Aim of the exercise → Beneath this instruction is a listing; print exactly the lines in it starting at the line that contains "Indicate a point on each instance of the potted" and going through the line that contains "x=626, y=749".

━━ The data

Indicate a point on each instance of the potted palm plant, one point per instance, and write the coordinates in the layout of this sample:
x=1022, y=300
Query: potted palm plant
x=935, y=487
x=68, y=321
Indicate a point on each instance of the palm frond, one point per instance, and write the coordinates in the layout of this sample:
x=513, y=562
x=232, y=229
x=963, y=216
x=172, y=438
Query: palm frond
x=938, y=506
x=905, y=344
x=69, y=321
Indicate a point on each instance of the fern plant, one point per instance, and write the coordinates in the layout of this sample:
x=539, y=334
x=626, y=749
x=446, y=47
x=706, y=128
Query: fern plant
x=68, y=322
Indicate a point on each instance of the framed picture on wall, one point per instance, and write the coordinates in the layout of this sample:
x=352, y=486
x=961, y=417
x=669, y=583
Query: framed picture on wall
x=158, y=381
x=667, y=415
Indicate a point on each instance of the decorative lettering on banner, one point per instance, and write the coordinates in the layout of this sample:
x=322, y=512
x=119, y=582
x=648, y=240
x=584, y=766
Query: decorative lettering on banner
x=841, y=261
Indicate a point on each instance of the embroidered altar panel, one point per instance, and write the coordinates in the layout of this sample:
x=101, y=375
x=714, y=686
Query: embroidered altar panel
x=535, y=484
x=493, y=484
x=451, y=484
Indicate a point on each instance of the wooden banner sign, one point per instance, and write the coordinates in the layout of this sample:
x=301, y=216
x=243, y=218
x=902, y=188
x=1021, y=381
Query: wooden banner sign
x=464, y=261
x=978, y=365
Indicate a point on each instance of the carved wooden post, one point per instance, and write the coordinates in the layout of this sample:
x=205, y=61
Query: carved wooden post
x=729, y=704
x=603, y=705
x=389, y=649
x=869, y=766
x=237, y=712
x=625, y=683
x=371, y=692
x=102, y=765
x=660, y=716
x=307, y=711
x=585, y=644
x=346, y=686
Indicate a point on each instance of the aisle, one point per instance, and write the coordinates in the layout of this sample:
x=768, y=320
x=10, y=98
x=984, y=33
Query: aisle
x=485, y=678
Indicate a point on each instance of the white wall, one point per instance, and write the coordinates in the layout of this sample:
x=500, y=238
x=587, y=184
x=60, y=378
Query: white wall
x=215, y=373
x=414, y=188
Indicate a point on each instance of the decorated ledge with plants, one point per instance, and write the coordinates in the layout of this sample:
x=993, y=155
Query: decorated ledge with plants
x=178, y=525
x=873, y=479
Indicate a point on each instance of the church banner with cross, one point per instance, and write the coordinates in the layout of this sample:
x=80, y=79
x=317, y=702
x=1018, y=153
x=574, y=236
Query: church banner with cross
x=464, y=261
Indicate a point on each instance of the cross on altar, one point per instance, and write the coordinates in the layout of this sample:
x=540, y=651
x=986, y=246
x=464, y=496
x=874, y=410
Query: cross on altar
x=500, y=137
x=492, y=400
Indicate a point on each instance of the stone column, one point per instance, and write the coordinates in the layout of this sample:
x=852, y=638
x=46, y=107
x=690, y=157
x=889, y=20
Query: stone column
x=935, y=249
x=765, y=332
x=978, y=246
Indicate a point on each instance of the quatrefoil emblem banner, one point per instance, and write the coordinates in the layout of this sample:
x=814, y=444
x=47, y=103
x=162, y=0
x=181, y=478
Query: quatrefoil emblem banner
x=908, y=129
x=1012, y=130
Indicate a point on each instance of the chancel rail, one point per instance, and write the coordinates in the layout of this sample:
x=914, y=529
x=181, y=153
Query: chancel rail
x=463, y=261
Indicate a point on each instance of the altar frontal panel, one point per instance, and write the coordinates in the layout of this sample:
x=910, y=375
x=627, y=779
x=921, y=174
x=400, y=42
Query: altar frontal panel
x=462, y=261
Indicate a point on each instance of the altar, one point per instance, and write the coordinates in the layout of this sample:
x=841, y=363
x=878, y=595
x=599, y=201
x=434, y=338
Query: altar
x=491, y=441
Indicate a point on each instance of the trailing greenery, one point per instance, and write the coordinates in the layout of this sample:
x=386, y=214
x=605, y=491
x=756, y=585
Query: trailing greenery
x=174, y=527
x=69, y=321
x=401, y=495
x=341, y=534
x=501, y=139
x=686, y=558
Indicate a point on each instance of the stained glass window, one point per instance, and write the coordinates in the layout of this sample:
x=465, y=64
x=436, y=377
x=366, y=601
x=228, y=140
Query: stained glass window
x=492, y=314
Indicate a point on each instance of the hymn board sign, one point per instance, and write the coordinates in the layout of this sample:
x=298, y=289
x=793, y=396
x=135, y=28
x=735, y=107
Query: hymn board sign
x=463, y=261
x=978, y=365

━━━━
━━ The data

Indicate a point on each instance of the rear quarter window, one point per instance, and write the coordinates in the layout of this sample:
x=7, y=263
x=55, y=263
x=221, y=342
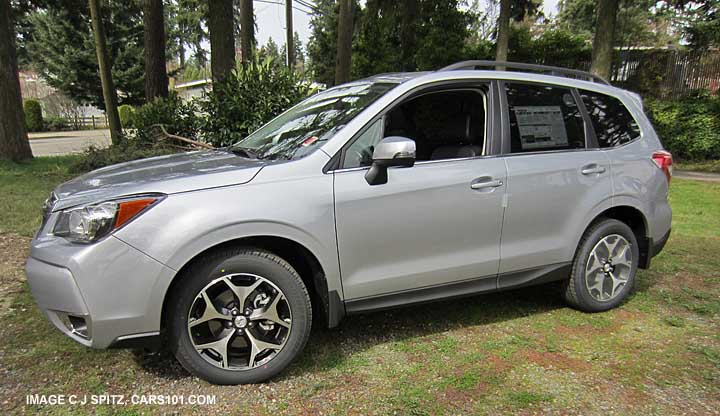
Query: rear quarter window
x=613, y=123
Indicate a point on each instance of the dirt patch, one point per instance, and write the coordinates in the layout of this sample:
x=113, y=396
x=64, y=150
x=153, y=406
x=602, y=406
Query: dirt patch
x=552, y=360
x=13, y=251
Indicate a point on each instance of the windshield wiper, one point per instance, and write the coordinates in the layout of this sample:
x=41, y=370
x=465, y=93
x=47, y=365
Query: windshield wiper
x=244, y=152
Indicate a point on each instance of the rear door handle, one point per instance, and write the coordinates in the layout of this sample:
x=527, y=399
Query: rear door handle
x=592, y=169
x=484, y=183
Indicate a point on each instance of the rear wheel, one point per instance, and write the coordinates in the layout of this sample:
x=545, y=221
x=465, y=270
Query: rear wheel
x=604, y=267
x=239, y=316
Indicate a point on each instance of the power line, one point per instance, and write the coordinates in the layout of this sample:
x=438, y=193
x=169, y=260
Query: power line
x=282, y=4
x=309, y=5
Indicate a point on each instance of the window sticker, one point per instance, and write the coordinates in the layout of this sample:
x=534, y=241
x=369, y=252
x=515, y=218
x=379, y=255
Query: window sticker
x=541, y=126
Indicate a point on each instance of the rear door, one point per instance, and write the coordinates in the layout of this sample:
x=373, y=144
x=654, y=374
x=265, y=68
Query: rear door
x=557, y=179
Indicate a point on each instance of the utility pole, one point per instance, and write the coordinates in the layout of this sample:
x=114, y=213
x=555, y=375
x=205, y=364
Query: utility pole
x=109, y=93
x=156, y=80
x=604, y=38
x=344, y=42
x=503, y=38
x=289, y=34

━━━━
━━ The data

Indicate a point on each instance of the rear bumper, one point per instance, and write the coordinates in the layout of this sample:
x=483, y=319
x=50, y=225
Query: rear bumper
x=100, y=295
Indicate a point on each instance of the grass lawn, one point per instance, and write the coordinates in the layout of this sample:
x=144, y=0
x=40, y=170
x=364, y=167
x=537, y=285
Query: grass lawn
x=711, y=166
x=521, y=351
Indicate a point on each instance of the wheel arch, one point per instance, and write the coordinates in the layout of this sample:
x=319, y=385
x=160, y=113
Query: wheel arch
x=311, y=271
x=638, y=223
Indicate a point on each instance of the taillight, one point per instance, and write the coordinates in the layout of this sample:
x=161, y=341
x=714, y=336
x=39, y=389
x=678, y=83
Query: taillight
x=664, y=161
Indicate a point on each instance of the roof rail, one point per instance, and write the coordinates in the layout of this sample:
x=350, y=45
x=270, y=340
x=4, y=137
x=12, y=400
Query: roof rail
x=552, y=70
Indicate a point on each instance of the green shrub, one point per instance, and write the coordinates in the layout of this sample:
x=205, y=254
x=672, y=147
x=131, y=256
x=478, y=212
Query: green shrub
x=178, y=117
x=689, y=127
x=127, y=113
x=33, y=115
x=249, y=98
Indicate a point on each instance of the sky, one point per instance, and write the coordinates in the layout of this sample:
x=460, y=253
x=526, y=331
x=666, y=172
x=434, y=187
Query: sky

━━━━

Solved problem →
Indicate a point on each instance of the potted palm plant, one point per instance, and write the coordinates in the layout of this sample:
x=1022, y=300
Query: potted palm plant
x=935, y=487
x=68, y=321
Indicate a point on each instance of the palm frond, one point per instance, and write the coordinates in the layout of this sample:
x=513, y=562
x=232, y=229
x=963, y=216
x=172, y=438
Query: palm frond
x=938, y=506
x=905, y=344
x=69, y=321
Indicate a point on each instance of the fern plant, one point per instance, and write the coordinates in the layout of this sample:
x=539, y=334
x=626, y=749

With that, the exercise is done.